◆ **Provided data**:

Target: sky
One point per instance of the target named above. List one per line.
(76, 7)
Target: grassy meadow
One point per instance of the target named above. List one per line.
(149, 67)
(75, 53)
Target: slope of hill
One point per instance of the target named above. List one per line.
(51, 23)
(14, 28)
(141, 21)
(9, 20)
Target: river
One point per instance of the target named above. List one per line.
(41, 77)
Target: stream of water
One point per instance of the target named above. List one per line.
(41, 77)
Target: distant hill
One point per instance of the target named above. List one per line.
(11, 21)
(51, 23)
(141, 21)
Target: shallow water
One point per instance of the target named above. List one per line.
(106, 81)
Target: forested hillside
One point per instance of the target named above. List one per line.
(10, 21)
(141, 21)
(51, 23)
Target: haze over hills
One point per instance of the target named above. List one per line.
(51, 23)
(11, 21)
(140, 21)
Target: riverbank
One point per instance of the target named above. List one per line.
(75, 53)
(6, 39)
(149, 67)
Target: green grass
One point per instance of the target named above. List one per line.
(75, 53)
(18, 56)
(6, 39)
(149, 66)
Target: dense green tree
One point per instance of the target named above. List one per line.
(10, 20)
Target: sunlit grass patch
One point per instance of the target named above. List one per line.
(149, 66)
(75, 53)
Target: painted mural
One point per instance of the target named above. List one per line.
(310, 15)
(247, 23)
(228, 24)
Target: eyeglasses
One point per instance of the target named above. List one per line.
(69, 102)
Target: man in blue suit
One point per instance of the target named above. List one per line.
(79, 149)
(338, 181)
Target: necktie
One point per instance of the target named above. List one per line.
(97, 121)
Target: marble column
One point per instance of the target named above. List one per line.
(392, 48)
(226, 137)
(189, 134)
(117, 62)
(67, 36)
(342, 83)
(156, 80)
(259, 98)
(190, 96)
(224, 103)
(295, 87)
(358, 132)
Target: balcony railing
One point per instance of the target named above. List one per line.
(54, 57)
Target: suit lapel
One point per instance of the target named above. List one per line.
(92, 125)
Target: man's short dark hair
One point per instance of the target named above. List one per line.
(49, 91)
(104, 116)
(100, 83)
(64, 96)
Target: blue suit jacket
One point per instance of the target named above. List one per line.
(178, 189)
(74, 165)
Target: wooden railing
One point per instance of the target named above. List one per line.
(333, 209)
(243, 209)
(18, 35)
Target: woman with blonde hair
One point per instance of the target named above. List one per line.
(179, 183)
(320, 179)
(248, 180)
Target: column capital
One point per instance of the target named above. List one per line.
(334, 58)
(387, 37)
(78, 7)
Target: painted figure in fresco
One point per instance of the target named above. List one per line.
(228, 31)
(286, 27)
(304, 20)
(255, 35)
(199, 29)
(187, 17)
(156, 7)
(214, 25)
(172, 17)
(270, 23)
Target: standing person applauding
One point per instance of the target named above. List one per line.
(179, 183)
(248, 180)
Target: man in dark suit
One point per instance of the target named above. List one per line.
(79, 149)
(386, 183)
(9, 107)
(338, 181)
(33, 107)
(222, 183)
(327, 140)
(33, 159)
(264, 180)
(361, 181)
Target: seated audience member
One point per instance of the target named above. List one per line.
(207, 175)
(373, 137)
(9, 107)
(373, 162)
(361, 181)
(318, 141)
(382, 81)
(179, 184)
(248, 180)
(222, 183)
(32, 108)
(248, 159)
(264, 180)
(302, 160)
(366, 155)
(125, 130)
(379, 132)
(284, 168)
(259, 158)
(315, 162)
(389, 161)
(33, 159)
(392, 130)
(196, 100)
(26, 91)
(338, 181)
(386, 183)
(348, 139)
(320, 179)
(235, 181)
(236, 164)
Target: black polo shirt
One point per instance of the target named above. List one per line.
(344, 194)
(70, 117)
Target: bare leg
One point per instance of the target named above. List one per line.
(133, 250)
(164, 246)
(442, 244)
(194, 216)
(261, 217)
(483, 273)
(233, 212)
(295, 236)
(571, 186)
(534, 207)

◆ **Directions**: The answer is all of the material, repeated exactly.

◆ **Result**:
Target: sky
One point per instance of the target named above. List one per line.
(76, 7)
Target: grassy meadow
One point per instance of the target named above. List one per line.
(149, 67)
(75, 53)
Target: slope of hill
One point per instance of the target named above. List one per line.
(51, 23)
(14, 28)
(141, 21)
(9, 20)
Target: river
One point per instance of the target named above. List one per line.
(41, 77)
Target: stream of water
One point per instance of the target named above. List one per line.
(41, 77)
Target: distant hill
One point per instance of the target named above. List one per line.
(11, 21)
(51, 23)
(141, 21)
Target: shallow water
One point per instance of the target named above. List one per line.
(106, 81)
Target: forested hillside
One point per instance of the target named above. List one per line.
(10, 21)
(141, 21)
(51, 23)
Target: haze over hills
One point per instance of the target named above. List one per line.
(51, 23)
(11, 21)
(140, 21)
Target: riverbank
One point per instance of the target named above. List one per line.
(75, 53)
(6, 39)
(149, 67)
Target: green grass
One point per instance of the target named above. List one per line.
(75, 53)
(18, 56)
(6, 39)
(149, 66)
Target: dense green tree
One point per instance of the target named above. List one per line.
(10, 20)
Target: sunlit grass patch
One point per instance of the target named above. List one per line.
(149, 66)
(75, 53)
Target: painted mural
One point per instance of the target named above. List one per line.
(310, 15)
(247, 23)
(228, 24)
Target: eyeglasses
One point per instance of the target named above. List one per line.
(69, 102)
Target: man in blue suit
One point per instance of the target named above. List one per line.
(79, 149)
(338, 181)
Target: necktie
One point per instance of the target named above. List one per line.
(97, 121)
Target: marble column
One point per instance of the target named above. List one per line.
(392, 48)
(226, 137)
(189, 134)
(117, 62)
(67, 36)
(342, 83)
(156, 80)
(259, 98)
(190, 96)
(224, 103)
(295, 87)
(358, 132)
Target: balcony railing
One point per instance of the target named above. List one per line.
(54, 57)
Target: suit lapel
One point per instance of the target named above. List one per line.
(92, 125)
Target: man's short dark hair
One point per instance of the target named above. List one per line.
(49, 91)
(104, 116)
(100, 83)
(64, 96)
Target: blue suit jacket
One point per instance of the target named above. List one per line.
(178, 189)
(74, 165)
Target: wooden railing
One point per instance of the target named above. List one per line.
(333, 209)
(243, 209)
(18, 35)
Target: woman with blonde hair
One point per instance of the target named above. List one per line.
(179, 183)
(320, 179)
(248, 180)
Target: column capital
One point per instance of the target named above. List one per line.
(334, 58)
(387, 37)
(78, 7)
Target: painted figure in fresco
One point per instance of the target named above. List one per line.
(228, 31)
(286, 27)
(304, 20)
(255, 35)
(199, 29)
(187, 17)
(156, 7)
(214, 25)
(172, 17)
(270, 23)
Target: standing person applauding
One point per instance of the target named above. List one per line.
(179, 183)
(248, 180)
Target: man in dark suit
One point per instance of the target named above. List one per line.
(79, 149)
(386, 183)
(9, 107)
(338, 181)
(33, 107)
(222, 183)
(327, 140)
(33, 159)
(264, 180)
(361, 181)
Target: seated audience member
One point per instance of the target named above. List one per line.
(207, 175)
(373, 137)
(9, 107)
(373, 162)
(361, 181)
(318, 141)
(382, 81)
(179, 184)
(248, 180)
(222, 183)
(32, 108)
(248, 159)
(264, 180)
(302, 160)
(366, 155)
(125, 130)
(379, 132)
(284, 168)
(259, 158)
(315, 162)
(389, 161)
(33, 159)
(392, 130)
(196, 100)
(26, 91)
(338, 181)
(386, 183)
(348, 139)
(320, 179)
(235, 181)
(236, 164)
Target: black polo shirt
One point per instance of the target named above. List one per line.
(344, 194)
(70, 117)
Target: bare leg
One point per instance of the target named above. List one per line.
(133, 250)
(164, 246)
(442, 244)
(194, 216)
(261, 217)
(483, 273)
(233, 212)
(295, 236)
(571, 186)
(534, 207)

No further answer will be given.